(Object pointing dataset rows)
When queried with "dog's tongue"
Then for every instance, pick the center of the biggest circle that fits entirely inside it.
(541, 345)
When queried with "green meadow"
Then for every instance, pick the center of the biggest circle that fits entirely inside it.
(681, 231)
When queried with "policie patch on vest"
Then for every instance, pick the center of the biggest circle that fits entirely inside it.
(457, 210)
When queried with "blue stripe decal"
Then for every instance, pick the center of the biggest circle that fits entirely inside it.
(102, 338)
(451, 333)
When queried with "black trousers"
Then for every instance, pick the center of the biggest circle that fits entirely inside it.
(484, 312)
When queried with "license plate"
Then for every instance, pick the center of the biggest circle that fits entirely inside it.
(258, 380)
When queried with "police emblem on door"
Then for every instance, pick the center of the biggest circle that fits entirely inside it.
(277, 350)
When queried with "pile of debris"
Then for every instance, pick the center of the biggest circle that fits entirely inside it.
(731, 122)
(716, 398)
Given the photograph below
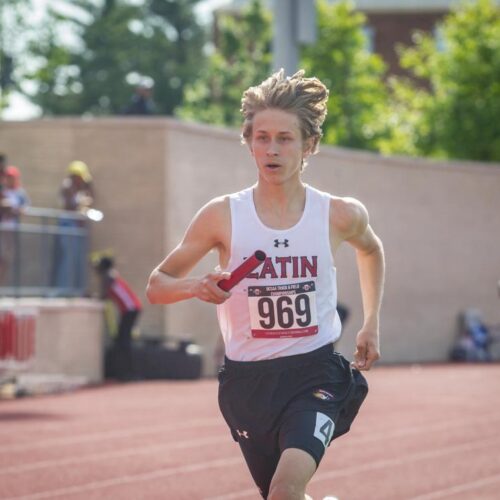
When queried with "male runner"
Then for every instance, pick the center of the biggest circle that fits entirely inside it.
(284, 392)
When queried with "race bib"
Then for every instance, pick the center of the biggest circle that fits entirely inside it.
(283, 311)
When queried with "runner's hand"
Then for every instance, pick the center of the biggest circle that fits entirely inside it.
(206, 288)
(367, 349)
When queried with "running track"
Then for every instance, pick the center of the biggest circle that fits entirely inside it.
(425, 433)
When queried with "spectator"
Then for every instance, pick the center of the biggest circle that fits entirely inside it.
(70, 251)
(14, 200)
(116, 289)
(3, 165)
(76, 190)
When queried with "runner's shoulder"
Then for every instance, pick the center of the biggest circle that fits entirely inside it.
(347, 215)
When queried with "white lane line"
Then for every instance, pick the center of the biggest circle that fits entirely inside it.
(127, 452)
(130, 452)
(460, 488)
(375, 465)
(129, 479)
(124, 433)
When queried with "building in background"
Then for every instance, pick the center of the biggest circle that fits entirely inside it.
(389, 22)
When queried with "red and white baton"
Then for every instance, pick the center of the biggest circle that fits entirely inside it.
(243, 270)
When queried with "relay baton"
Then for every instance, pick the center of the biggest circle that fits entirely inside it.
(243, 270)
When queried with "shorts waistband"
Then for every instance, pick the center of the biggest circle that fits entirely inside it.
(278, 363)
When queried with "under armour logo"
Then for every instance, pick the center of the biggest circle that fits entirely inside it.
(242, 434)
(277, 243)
--
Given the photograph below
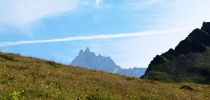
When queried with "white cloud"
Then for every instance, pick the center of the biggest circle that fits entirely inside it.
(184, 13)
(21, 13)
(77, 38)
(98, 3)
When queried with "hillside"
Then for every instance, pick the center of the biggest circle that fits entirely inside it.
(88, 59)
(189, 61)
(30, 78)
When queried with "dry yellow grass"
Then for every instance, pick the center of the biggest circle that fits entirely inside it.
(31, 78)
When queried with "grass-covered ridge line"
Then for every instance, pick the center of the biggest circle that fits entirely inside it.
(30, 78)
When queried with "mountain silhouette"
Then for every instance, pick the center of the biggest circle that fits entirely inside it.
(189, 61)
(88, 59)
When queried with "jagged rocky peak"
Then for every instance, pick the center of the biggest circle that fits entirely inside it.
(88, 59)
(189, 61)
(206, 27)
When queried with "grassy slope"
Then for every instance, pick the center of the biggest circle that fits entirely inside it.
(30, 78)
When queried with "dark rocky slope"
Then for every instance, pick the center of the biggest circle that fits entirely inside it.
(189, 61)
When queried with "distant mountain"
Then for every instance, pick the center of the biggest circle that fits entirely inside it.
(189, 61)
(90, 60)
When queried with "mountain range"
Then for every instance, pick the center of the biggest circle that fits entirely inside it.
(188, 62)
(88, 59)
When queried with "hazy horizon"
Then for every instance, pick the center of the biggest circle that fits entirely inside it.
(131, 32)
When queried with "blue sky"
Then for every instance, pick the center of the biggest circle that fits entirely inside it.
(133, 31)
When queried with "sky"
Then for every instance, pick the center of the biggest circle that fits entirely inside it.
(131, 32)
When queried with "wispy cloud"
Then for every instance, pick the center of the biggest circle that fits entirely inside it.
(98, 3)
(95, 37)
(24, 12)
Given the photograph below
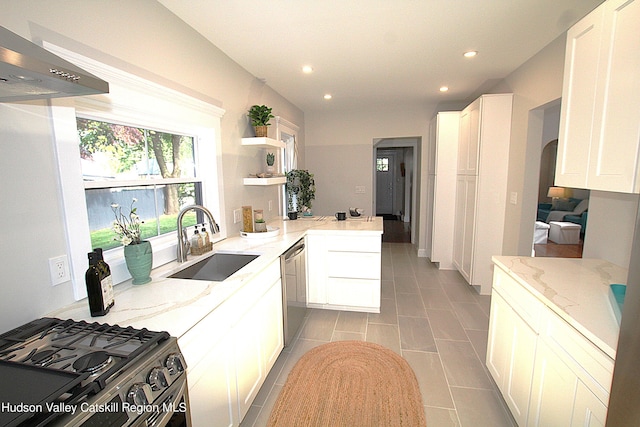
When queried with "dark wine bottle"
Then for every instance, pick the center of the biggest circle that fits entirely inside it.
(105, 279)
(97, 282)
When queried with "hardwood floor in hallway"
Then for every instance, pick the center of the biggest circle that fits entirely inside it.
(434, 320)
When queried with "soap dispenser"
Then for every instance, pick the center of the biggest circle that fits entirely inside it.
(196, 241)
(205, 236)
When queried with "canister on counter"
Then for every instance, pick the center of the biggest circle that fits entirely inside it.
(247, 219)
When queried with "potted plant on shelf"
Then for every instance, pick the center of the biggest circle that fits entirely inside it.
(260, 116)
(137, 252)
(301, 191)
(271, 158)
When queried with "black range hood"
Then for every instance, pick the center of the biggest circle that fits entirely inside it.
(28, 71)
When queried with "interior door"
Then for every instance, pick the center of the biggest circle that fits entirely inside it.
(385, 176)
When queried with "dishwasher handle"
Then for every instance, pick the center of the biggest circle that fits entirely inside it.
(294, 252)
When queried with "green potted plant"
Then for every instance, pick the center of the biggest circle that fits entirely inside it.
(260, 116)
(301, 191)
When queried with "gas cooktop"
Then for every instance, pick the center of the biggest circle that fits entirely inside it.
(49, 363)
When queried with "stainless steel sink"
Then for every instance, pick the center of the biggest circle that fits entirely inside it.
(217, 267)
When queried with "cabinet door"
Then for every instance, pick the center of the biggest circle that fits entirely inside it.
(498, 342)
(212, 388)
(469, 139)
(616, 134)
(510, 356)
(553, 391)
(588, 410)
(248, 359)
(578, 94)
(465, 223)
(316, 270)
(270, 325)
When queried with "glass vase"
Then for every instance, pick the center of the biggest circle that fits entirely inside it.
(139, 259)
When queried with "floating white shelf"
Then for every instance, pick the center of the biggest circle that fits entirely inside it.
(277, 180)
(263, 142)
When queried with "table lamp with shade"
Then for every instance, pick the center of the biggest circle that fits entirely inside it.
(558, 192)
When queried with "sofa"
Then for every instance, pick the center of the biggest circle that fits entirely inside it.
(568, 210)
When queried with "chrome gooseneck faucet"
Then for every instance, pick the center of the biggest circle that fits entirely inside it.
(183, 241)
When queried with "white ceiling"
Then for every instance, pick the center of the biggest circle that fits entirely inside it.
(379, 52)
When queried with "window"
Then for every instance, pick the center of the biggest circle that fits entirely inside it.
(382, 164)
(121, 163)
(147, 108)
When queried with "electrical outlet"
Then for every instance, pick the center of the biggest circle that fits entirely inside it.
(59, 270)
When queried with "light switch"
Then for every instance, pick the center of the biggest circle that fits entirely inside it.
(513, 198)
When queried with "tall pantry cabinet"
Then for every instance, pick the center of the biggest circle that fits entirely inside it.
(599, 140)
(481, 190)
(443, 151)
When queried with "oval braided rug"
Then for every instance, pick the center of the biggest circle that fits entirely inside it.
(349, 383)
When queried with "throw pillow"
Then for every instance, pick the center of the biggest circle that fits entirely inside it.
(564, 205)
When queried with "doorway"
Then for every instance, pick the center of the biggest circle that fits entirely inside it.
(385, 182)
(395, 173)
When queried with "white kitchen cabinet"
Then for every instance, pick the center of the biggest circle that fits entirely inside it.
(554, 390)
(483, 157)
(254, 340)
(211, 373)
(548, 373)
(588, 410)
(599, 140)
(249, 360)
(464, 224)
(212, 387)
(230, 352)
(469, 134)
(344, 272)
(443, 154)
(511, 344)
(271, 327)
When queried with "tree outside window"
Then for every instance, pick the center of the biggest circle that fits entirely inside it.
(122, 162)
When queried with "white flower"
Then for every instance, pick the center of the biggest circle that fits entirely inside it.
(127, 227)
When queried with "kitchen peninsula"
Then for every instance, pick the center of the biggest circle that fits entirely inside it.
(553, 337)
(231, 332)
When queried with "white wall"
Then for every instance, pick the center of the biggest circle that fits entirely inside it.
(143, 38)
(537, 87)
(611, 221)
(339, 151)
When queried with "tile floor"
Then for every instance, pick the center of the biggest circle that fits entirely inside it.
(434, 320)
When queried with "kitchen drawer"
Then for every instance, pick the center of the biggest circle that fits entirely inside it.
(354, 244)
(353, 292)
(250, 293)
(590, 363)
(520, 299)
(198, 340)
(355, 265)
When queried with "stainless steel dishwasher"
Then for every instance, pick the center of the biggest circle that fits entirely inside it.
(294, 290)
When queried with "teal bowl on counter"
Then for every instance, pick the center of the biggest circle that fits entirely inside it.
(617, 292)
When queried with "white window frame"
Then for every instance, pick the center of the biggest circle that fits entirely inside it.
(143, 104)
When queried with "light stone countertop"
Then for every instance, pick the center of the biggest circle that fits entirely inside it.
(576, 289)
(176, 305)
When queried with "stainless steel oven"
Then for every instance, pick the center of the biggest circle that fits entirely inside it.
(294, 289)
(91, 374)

## What the exercise asks
Which of the lines above contain the word "floor"? Copy each of them in full.

## Response below
When queried with "hardwood floor in hallway"
When queried with "tile floor"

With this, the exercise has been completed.